In the column on technology forecasts, which firm did Henry Blodget leave after a series of investor lawsuits?
(TEXT SEGMENT begins)
NICK DENTON: e-mail from the valley

NICK DENTON: e-mail from the valley - Last year was a dismal year for forecasters: for economists predicting that the US would avoid recession, and for technology pundits, whose reputations lie bloodily scattered in the office parks of Silicon Valley.

by NICK DENTON, founder-chairman of Moreover Technologies; e-mail:nick@moreover.com
Last Updated: 31 Aug 2010

Last year was a dismal year for forecasters: for economists predicting that the US would avoid recession, and for technology pundits, whose reputations lie bloodily scattered in the office parks of Silicon Valley.

The technology industry is particularly unpredictable. It is subject to the increasing returns phenomenon, in which new software creeps up to a critical point of market acceptance and then suddenly sweeps all before it, and to infectious fads, such as online music-swapping. And technology marketing is especially prone to hype. The lines are blurred between forecast, self-fulfilling prophecy and marketing spiel.

Technology predictions have been awful since the stock market turned down in 2000. Technology stocks ignored the buy recommendations of once-adulated analysts; the much- hyped wireless internet did not take off; and broadband access providers went bankrupt.

And the forecasters have paid the price. Henry Blodget, the internet bull who forecast a doubling in amazon.com's share price, left Merrill Lynch after a series of investor lawsuits. Journalists who raced to discover the future first are now being told by sober editors to focus on companies with real revenues. And those who said the internet changes all the rules have egg on their face.

So it is with trepidation that I venture forecasts for the industry in 2002.

Military technology: The technology-industrial complex has leapt to identify business opportunities arising out of the 11 September attacks. To that end, a wave of investments in ventures offering high-tech security. My bet: most extra funding will go to traditional defence manufacturers to build traditional military equipment.

Instant messaging: This software, which allows internet users to chat online with friends in real time, is central to the online experiences of US teenagers. With instant messaging built into Microsoft's latest version of its Windows operating system, the habit will be taken up by professional users the world over. Employers will worry about time wasted on office gossip.
(TEXT SEGMENT ends)
(SOURCE DATA begins)
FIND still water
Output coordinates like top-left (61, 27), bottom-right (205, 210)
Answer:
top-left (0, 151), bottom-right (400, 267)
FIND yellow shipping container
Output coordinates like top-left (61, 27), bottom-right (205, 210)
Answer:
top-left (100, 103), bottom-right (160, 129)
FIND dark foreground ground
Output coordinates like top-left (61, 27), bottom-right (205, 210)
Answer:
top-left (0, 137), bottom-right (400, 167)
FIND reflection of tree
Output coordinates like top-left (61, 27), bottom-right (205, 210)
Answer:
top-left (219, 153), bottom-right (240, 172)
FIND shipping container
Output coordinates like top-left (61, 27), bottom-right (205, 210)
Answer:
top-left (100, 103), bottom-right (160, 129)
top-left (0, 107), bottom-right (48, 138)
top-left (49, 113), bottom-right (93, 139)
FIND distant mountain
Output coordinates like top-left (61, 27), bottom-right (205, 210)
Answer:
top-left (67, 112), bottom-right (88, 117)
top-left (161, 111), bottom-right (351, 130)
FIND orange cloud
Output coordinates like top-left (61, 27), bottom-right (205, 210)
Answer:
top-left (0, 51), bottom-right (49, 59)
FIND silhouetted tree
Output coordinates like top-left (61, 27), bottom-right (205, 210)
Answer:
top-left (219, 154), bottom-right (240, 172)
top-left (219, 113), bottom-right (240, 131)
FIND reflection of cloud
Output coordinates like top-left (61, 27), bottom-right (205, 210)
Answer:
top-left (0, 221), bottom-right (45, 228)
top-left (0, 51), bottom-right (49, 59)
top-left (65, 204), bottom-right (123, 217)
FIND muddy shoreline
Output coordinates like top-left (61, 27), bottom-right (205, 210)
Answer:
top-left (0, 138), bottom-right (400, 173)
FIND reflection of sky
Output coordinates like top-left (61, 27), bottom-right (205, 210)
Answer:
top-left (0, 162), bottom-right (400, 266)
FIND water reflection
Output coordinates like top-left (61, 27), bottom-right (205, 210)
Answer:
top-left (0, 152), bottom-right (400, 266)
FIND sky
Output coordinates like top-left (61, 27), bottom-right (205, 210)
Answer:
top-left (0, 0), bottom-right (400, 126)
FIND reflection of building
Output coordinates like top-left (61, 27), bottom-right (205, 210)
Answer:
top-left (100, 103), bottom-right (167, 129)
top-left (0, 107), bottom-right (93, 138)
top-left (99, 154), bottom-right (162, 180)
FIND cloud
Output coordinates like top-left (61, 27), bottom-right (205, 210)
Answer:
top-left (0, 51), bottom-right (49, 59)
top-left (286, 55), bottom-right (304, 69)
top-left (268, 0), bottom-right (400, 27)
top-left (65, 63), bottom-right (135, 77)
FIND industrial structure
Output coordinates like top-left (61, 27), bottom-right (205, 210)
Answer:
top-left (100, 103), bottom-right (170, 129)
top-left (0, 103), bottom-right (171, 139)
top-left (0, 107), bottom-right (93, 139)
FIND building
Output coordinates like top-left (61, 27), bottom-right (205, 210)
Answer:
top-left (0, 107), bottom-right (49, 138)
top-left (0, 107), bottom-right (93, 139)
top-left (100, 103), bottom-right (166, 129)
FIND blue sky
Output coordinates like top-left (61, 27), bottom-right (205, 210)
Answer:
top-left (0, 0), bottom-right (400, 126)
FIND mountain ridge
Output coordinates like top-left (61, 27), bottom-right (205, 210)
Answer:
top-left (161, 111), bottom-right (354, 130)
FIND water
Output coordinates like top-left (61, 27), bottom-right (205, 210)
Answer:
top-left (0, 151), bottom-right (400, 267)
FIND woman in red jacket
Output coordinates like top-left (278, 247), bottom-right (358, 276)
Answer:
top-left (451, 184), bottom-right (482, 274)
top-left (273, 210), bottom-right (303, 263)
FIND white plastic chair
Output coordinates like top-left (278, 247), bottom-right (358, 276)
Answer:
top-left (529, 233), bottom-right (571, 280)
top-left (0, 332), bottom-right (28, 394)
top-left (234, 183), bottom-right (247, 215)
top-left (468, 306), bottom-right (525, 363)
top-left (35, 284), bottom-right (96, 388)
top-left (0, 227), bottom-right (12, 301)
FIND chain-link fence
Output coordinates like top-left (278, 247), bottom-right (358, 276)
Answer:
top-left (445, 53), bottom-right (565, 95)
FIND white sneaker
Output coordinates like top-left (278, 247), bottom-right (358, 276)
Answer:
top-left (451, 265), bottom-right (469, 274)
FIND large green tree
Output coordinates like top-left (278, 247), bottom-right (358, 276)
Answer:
(SOURCE DATA ends)
SOLUTION TO THIS TASK
Merrill Lynch